**Document extract**
# Dont let Lacies in your bedroom!!



## imported_Varanus (Feb 9, 2013)

Sidney:1, Doona:0. She wasn't hard to find, just follow the feather trail, she looks guilty, too.


----------



## smithson (Feb 9, 2013)

Hahaha love it she looks happy with her self


----------



## Snake Catcher Victoria (Feb 9, 2013)

Shes like a 
cat....but so much better


----------



## reptalica (Feb 9, 2013)

Sure they were pillow feathers IV or..........................


----------



## sharky (Feb 9, 2013)

How can you stay angry at a beautiful lacie like that? 

She's grogeous...at least she didn't play with the wires in the powerpoint :shock:


----------



## Xeaal (Feb 9, 2013)

Oh she is just beautiful!!! She looks quite big too.


----------



## Renenet (Feb 9, 2013)

Yeah, Sidney! Kill that doona!

I love it.


----------



## RedFox (Feb 9, 2013)

I love how she is smiling saying I had so much fun while you weren't looking. How can you stay mad at a face like that?


----------



## Skelhorn (Feb 9, 2013)

Thats awesome hahaha how big is she???


----------



## Wally (Feb 9, 2013)

All that effort and no feed....


----------



## glassless_mind (Feb 9, 2013)

She's gorgeous! And she looks like she had a wonderful time!!!


----------



## imported_Varanus (Feb 9, 2013)

Skelhorn said:


> Thats awesome hahaha how big is she???



About 140cm at 2.5 kg (that's when she's not gut loaded with feathers). Just when you think the house is "monitor proof".


----------



## Jeffa (Feb 9, 2013)

Mate, is she placid as far as Lacie's go?


----------



## littlemay (Feb 9, 2013)

**Dataset extract**
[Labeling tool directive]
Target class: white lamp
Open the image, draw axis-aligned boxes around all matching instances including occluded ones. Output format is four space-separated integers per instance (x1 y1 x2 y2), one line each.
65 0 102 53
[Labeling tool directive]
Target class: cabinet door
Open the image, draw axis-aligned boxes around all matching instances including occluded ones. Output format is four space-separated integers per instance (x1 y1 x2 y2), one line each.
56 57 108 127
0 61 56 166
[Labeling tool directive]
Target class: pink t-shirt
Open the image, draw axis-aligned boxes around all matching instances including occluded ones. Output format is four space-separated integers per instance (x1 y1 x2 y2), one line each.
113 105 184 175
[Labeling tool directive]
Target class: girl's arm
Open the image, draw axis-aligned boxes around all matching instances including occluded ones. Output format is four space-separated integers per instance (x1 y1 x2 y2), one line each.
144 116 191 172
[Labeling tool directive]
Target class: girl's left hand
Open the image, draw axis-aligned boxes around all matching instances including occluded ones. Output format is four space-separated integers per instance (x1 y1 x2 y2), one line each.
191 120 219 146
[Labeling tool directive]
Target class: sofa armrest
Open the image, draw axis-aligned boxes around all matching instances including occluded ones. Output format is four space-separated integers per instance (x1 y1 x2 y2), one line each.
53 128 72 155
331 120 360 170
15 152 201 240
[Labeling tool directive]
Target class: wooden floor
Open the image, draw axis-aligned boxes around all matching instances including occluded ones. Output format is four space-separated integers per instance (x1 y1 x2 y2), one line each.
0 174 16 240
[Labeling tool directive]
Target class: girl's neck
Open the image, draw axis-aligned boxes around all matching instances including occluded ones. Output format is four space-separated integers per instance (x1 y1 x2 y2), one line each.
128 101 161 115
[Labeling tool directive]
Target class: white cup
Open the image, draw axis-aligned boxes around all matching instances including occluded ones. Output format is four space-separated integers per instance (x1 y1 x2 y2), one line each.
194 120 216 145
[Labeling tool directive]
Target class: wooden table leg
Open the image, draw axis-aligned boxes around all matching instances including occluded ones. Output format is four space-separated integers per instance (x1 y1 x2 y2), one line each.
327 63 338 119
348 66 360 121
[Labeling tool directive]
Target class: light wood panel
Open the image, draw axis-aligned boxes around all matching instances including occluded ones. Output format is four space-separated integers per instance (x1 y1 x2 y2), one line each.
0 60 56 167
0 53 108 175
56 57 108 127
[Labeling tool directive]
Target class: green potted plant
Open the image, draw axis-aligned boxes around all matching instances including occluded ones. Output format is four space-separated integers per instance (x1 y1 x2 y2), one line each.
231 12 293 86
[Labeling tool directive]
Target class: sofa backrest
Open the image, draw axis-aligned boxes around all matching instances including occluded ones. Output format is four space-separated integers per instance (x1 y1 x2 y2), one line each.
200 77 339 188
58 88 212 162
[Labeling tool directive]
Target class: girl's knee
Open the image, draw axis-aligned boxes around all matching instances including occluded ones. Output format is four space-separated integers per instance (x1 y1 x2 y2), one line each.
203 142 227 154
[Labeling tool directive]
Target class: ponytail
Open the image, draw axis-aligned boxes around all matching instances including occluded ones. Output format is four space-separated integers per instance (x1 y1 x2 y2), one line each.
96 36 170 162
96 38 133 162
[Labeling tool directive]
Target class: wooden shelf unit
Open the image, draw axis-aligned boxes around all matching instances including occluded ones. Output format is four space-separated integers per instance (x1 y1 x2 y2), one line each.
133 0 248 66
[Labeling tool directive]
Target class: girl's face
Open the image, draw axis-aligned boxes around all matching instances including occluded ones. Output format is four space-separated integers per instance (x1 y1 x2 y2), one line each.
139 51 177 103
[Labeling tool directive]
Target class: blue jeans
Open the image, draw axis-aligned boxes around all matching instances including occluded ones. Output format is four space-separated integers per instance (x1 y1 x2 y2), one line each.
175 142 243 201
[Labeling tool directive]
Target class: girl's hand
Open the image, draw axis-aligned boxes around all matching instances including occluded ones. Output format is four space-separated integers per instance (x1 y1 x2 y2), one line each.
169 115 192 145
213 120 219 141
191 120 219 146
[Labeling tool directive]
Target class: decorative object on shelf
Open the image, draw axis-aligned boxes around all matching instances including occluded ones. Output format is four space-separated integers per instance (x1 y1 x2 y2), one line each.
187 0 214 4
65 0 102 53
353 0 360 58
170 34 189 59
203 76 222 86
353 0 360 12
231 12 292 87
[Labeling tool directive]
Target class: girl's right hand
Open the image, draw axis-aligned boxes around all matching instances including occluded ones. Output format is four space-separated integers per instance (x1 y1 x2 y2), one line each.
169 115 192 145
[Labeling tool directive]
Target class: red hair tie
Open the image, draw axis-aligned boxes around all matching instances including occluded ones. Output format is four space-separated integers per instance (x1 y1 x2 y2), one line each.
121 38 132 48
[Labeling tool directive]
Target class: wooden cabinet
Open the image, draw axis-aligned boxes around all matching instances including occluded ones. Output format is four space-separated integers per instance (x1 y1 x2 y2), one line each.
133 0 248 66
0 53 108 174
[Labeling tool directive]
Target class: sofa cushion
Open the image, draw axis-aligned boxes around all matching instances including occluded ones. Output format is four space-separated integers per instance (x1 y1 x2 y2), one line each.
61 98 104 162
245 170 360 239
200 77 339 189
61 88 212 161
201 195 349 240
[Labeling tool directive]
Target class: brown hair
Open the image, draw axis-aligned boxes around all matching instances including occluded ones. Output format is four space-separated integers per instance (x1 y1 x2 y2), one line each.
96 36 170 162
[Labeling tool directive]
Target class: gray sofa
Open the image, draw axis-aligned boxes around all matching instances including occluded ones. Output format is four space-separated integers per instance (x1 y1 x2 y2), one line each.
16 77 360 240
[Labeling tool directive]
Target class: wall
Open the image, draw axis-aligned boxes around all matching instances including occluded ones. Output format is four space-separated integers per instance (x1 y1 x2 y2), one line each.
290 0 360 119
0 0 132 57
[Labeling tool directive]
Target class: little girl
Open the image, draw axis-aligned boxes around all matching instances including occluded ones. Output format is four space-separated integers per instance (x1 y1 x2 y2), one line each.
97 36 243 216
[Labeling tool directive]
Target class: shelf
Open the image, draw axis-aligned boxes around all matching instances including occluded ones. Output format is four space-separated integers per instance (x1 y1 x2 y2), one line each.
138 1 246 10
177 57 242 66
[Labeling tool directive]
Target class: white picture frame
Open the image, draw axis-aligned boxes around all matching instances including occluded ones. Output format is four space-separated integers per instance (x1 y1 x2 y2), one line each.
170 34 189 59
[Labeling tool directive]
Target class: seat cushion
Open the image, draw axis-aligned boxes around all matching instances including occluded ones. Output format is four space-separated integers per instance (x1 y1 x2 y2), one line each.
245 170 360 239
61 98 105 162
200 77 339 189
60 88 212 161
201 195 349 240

**Work to do**
1. In the forum thread about Sidney the Lacie, what size does her owner give for her?
2. Please retype the records word for word, from their first line through the line containing "0 174 16 240", with both of those lines included.
The thread and the records were taken from unrelated sources.

**Answers to the problems**
1. About 140cm at 2.5 kg.

2.
[Labeling tool directive]
Target class: white lamp
Open the image, draw axis-aligned boxes around all matching instances including occluded ones. Output format is four space-separated integers per instance (x1 y1 x2 y2), one line each.
65 0 102 53
[Labeling tool directive]
Target class: cabinet door
Open the image, draw axis-aligned boxes around all matching instances including occluded ones. Output format is four space-separated integers per instance (x1 y1 x2 y2), one line each.
56 57 108 127
0 61 56 166
[Labeling tool directive]
Target class: pink t-shirt
Open the image, draw axis-aligned boxes around all matching instances including occluded ones. Output format is four space-separated integers per instance (x1 y1 x2 y2), one line each.
113 105 184 175
[Labeling tool directive]
Target class: girl's arm
Open the image, draw axis-aligned boxes around all matching instances including occluded ones. Output format is four space-separated integers per instance (x1 y1 x2 y2), one line each.
144 116 191 172
[Labeling tool directive]
Target class: girl's left hand
Open the image, draw axis-aligned boxes around all matching instances including occluded ones. Output format is four space-separated integers per instance (x1 y1 x2 y2), one line each.
191 120 219 146
[Labeling tool directive]
Target class: sofa armrest
Open the image, draw axis-aligned boxes around all matching instances including occluded ones. Output format is four space-separated integers per instance (x1 y1 x2 y2), one line each.
53 128 72 155
331 120 360 170
15 152 201 240
[Labeling tool directive]
Target class: wooden floor
Open the image, draw axis-aligned boxes around all matching instances including occluded ones. Output format is four space-separated integers per instance (x1 y1 x2 y2), one line each.
0 174 16 240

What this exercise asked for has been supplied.